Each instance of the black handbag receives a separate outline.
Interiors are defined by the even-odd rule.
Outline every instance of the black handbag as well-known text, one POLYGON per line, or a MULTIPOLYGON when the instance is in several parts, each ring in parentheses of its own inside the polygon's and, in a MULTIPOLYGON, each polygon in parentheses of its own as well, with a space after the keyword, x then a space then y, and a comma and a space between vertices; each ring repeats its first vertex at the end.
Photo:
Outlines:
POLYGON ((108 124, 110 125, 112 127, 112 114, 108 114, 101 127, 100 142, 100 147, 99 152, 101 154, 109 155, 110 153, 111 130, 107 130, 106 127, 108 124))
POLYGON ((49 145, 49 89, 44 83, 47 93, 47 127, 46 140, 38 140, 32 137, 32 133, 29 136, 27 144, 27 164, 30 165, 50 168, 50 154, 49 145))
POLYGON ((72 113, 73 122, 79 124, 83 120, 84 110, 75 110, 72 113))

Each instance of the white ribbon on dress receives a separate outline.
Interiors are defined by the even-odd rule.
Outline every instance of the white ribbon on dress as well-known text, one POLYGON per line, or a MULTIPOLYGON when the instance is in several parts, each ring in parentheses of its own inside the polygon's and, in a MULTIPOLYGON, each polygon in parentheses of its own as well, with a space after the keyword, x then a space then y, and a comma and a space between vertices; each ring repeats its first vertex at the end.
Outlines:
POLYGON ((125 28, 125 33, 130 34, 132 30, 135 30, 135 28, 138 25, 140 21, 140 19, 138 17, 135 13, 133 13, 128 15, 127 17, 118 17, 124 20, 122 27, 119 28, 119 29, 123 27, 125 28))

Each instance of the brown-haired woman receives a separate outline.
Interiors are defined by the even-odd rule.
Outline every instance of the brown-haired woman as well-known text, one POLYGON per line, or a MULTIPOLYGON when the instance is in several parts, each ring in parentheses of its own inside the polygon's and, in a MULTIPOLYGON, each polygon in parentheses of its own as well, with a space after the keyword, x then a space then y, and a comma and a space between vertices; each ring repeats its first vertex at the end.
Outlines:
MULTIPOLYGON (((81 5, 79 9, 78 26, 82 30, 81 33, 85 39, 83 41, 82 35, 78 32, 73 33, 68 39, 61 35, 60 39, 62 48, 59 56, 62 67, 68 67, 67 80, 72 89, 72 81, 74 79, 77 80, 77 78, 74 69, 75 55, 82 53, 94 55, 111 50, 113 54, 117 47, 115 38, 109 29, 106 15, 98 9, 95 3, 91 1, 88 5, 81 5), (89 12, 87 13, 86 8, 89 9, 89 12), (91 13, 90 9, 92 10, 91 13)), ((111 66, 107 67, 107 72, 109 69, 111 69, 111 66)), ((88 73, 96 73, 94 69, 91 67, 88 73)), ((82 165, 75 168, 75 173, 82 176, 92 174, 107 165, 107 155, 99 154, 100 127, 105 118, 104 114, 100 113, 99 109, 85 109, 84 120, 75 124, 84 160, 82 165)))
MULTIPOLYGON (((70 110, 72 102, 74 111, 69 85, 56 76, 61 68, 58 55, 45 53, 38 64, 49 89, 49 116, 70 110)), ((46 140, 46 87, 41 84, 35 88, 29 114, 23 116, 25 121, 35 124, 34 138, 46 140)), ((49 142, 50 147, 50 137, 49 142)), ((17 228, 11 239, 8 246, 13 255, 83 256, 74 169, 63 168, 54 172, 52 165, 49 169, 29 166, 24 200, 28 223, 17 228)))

****************************************

• Prompt: Set down verbatim the records above, from the line containing "Each instance of the brown-haired" through the end of the records, both ends included.

• Exercise solution:
Each instance of the brown-haired woman receives a separate outline.
Interiors are defined by the even-odd rule.
Outline every instance of the brown-haired woman as well-known text, one POLYGON per line, or a MULTIPOLYGON when the instance is in several parts, each ring in parentheses of its own inside the polygon's and, in a MULTIPOLYGON, each polygon in parentheses of its own as well, with a space after the keyword, x then a space then y, and a comma and a space between vertices; each ring repeats its first vertex at the end.
Outlines:
MULTIPOLYGON (((81 5, 79 9, 78 26, 82 30, 81 33, 85 39, 83 41, 82 35, 78 32, 73 33, 68 39, 61 35, 60 39, 62 48, 59 56, 62 67, 68 67, 67 80, 72 89, 72 81, 74 79, 77 80, 77 78, 74 69, 75 55, 82 53, 94 55, 111 50, 113 54, 117 47, 115 38, 109 29, 106 15, 98 9, 95 3, 91 1, 88 5, 81 5), (89 12, 87 13, 86 8, 89 9, 89 12), (91 13, 90 9, 92 10, 91 13)), ((111 66, 107 67, 107 72, 109 69, 111 69, 111 66)), ((88 73, 96 73, 94 69, 91 67, 88 73)), ((82 165, 75 168, 75 173, 82 176, 92 174, 107 165, 107 155, 99 154, 100 127, 105 118, 104 114, 100 113, 99 109, 85 109, 84 120, 75 124, 84 160, 82 165)))
MULTIPOLYGON (((70 110, 72 102, 74 111, 69 85, 56 76, 61 68, 58 55, 45 53, 38 64, 49 89, 49 116, 70 110)), ((46 140, 46 87, 41 84, 35 88, 29 114, 23 116, 25 121, 35 124, 34 138, 46 140)), ((49 142, 50 147, 50 137, 49 142)), ((17 228, 11 239, 8 246, 13 255, 83 256, 74 169, 63 168, 54 172, 52 165, 49 169, 29 166, 24 200, 28 223, 17 228)))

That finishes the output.